**Exercise objective**
In the post below about the bus trip to Mandalay, transcribe word for word the passage starting at "So the bus it" and ending at "was an adventure.".

**Text extract**
◆ ◆ ◆ ◆ ◆ ◆ ◆

Posted in mandalay, myanmar by moonwire on November 24, 2009

After four days in Yangon, I got myself an overnight-bus ticket to Mandalay. The trip takes anywhere from 12 to 15 hours and I wasn’t looking forward to it however, you don’t really have a choice. Yes, you can take one of the domestic flights. Dodgy track record thrown in for free. Or you can take the train, which actually takes longer than the bus, but you’ll be able to book a sleeper (foreigners aren’t allowed to book regular train tickets). However, the problem with the train is that it’s 100% government run, and I believe the planes are either government or joint ventures. I know that by visiting Myanmar I am already putting money in the pocket of  the ruling military junta by paying money for the visa, the airport exit fee and 12% on bus tickets and guesthouse expenses however, you can still make your choices wisely to ensure as little as possible disappears into the pockets of those bastards. Having said that, the money made off of tourism doesn’t amount to that much. I read somewhere that Myanmar receives less than 200,000 tourists a year.

So the bus it was. I was actually surprised the bus wasn’t totally falling apart. It was an old Japanese tour bus with decent, yet very small seats. There was aircon as well as a TV blaring cheesy Burmese pop videos at maximum volume for hours at end. I can’t really sleep on those buses but I had my iPod which also blocked out the puking sounds from the lady next to me, who threw up during the whole duration of the 12 hour ride. Little bags of puke everywhere. Oh, it was an adventure.

After a few hours we stopped for a bathroom and food break in the middle of nowhere. Just looking at the food made me want to join my barfing seat mate, but I had to go to the bathroom. I opened the door and the bathroom,  basically a hole in the ground with a bucket and a scoop (I can deal with that after all those months) was filled with what I believe to be black widow spiders. There were hundreds of them. I never peed so fast in my life and basically got out still pulling up my pants.

The ride was surreal as there is no such thing as street lighting, the only time you see something lit up it’s most likely a prison. Everything else is dark. Some parts of the road were actually quite good, other parts were extremely bumpy.

We made one more of those stops and we had to get out of the bus for 2 ID checks. I was the only foreigner on the bus and I’m sure I held everybody up because they needed to meticulously browse through my passport and record a bunch of details with pen and paper. Luckily, no ‘tea money’ was required to get the go ahead and finally after 12 hours on that bus, we arrived at a dusty parking lot just outside of Mandalay at 5 AM. It was very dark, because there was no electricity. It was kind of eerie, too. Lots of buses were coming and going and I had no idea where to go as I did not have a hotel booked. I looked at my Lonely Planet guide and a taxi driver approached me. I told him I wanted to be dropped off at a certain guesthouse. He took me to his taxi, which was one of those tiny little blue Mazda pick up trucks you’d expect to see in Cuba. I climbed into the back and off we went. The funny thing is, that guy knew how to speak a little Dutch. It was just bizarre. When we got to the guesthouse it turned out to be full, so he suggested another one, just a block away. Sure, what was I gonna do at 5.30 AM…. He took me to E.T. guesthouse and it looked pretty decent so I got a room there. I took a quick nap and went for a walk around ‘downtown’.

◆ ◆ ◆ ◆ ◆ ◆ ◆

[Pointing records for named objects]
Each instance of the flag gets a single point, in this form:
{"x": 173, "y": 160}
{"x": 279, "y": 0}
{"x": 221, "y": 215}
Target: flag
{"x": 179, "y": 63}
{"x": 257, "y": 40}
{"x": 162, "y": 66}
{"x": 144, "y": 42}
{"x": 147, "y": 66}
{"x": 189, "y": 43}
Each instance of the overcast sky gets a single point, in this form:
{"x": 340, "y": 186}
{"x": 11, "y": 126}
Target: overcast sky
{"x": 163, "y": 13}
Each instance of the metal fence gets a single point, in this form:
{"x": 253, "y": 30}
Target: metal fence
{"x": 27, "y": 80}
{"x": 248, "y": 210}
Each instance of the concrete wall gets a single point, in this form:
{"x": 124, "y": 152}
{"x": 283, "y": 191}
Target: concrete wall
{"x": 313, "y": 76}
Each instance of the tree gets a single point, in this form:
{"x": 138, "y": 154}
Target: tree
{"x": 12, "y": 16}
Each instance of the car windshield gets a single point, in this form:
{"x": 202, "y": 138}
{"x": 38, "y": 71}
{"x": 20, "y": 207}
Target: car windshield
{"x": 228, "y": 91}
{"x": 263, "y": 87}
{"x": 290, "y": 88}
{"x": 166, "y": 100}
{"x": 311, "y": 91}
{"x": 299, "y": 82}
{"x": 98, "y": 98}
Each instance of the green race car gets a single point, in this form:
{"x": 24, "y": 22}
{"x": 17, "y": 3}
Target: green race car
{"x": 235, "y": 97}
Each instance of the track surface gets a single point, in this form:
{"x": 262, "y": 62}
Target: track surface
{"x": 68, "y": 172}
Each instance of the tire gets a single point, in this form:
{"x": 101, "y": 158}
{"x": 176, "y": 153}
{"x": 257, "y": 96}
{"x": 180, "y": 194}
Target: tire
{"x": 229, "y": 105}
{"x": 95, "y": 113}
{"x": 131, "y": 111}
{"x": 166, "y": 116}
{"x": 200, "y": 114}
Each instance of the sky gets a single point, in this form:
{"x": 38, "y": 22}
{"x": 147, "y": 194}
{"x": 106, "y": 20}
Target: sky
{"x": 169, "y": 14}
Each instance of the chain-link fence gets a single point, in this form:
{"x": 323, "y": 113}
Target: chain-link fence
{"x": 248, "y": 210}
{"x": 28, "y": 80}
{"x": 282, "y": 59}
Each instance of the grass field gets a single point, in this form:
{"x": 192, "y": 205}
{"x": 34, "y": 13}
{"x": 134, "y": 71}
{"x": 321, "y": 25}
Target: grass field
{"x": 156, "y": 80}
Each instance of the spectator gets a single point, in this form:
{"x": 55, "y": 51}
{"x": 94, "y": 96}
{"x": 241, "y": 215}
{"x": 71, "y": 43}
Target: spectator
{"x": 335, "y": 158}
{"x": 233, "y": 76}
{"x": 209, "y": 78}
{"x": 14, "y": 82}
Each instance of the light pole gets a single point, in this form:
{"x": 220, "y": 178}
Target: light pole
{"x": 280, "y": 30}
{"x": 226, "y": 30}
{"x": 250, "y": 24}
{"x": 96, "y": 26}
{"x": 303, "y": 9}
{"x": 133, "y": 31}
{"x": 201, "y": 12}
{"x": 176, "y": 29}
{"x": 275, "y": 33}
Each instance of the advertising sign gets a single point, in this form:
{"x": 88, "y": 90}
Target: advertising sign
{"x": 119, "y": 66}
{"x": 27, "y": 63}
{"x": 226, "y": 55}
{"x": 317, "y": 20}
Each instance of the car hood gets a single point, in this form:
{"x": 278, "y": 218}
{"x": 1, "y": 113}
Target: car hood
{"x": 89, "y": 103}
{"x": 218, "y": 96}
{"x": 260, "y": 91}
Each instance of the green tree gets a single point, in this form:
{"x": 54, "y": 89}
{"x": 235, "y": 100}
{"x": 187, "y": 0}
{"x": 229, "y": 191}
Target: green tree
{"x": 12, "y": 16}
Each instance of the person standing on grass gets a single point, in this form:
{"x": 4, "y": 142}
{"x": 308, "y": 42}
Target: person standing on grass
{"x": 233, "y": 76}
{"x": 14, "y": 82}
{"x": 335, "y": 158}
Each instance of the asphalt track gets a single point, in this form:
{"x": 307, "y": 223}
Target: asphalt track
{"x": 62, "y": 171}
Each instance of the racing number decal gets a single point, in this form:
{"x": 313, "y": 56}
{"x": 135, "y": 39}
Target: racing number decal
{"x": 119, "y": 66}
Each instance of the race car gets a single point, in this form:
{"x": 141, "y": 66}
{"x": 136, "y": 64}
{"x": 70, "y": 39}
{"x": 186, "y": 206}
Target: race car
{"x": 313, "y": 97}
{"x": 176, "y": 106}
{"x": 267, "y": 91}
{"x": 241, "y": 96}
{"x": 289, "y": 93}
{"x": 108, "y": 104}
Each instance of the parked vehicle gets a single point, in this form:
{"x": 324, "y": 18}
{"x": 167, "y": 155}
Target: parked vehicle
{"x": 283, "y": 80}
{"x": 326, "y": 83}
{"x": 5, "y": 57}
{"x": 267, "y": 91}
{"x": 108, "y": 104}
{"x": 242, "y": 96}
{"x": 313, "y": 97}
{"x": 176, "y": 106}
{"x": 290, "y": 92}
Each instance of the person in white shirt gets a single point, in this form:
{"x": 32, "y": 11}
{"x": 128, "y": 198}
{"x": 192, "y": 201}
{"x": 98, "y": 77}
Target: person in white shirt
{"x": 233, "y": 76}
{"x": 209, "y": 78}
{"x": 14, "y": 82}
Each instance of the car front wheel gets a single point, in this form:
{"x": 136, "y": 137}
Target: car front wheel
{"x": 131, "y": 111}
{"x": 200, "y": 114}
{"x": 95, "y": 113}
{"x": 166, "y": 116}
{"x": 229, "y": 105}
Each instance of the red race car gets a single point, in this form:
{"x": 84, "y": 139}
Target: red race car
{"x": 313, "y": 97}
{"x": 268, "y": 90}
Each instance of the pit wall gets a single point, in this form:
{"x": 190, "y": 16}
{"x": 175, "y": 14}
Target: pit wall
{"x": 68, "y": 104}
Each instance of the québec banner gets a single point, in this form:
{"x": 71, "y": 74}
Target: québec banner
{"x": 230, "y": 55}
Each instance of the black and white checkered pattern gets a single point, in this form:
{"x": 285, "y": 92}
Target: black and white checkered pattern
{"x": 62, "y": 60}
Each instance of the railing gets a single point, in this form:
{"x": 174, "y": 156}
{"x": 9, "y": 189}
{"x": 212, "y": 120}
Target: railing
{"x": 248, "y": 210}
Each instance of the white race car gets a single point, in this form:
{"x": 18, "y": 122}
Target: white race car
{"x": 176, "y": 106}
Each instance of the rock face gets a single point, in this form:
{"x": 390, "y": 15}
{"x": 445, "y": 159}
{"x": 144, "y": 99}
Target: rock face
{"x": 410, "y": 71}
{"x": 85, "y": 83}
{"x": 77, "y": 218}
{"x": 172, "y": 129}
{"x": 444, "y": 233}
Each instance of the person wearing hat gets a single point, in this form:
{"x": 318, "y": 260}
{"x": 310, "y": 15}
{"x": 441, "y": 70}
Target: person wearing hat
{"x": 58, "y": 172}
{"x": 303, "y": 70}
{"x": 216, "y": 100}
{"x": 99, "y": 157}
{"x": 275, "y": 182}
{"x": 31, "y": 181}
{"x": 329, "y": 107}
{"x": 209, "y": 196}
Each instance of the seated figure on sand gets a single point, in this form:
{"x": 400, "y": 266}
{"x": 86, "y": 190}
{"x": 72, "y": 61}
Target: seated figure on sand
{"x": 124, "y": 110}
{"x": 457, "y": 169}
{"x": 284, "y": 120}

◆ ◆ ◆ ◆ ◆ ◆ ◆

**Written solution**
So the bus it was. I was actually surprised the bus wasn’t totally falling apart. It was an old Japanese tour bus with decent, yet very small seats. There was aircon as well as a TV blaring cheesy Burmese pop videos at maximum volume for hours at end. I can’t really sleep on those buses but I had my iPod which also blocked out the puking sounds from the lady next to me, who threw up during the whole duration of the 12 hour ride. Little bags of puke everywhere. Oh, it was an adventure.